-- Text provided --
[DRBD-user] mirror config questions for manual failover

Mon Jan 19 21:42:06 CET 2004

Some clarifications:
On Sun, 18 Jan 2004 22:18:51 -0500
george young <gry at ll.mit.edu> threw this fish to the penguins:

> [drbd-0.6.10, Suse 8.2 x86 linux 2.4.20-4GB-SMP, 2 nodes, pvt 100Mb net]
> I have two nodes, pig-app and pig-db.  Default config is that pig-app has
> the active copy of /home(36GB), pig-db has /db(1GB), each DRBD mirrored to
> the other.  If and *only if* an administrator decides that one node is
> down, she runs a script on the remaining node to take over the other's
> file system (and switch ip's around so users get the new host).  I'm
> having trouble getting the right drbd commands for this script.  I also
> see very slowww syncing time...

-- Provided material --

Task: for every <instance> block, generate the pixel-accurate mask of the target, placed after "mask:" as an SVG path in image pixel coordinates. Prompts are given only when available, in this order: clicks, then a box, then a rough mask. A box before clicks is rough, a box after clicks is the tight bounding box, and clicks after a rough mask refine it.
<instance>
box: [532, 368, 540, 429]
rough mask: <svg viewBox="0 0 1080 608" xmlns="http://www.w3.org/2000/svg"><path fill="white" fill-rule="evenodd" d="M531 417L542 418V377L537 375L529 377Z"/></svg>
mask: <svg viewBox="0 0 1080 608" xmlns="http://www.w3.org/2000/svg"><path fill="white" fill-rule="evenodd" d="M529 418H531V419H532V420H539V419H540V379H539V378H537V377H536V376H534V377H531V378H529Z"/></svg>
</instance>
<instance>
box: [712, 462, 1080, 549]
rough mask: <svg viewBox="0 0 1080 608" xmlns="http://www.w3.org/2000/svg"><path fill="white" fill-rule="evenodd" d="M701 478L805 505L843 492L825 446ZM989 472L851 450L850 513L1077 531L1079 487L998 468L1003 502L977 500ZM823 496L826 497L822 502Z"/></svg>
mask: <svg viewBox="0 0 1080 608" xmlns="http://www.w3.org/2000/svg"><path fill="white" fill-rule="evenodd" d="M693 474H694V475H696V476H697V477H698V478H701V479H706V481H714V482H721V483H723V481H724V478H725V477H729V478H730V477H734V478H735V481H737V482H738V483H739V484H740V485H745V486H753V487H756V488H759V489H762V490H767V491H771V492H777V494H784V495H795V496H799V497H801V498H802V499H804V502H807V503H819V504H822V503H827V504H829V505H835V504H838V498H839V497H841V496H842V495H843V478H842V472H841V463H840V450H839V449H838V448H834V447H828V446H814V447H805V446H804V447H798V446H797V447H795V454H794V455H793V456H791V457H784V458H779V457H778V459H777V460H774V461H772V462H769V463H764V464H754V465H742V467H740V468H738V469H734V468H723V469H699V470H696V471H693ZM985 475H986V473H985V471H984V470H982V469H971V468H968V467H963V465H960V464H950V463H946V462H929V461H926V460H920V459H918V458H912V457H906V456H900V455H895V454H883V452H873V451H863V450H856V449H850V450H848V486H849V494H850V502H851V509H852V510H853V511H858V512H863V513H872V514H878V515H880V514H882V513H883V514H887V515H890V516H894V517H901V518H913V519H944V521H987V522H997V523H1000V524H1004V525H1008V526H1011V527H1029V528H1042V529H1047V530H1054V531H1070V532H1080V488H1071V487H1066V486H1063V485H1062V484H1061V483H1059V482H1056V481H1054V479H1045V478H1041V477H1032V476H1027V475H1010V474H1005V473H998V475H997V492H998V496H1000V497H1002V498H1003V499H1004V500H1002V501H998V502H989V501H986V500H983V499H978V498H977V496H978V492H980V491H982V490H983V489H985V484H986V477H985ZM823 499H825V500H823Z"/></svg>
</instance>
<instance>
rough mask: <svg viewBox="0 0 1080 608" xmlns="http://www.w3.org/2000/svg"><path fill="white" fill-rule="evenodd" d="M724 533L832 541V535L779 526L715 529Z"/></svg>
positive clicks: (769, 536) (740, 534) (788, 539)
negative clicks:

-- Activities --
• a. In the DRBD post, which file system does pig-db hold the active copy of by default?
• b. Using the DRBD post, explain why the takeover script also switches IP addresses.
The rows have no part in this work.

-- Solved tasks --
• a. pig-db holds the active copy of /db, which is 1GB.

• b. The script switches the IPs around so that users get the new host. This happens when the remaining node takes over the file system of the node an administrator has decided is down.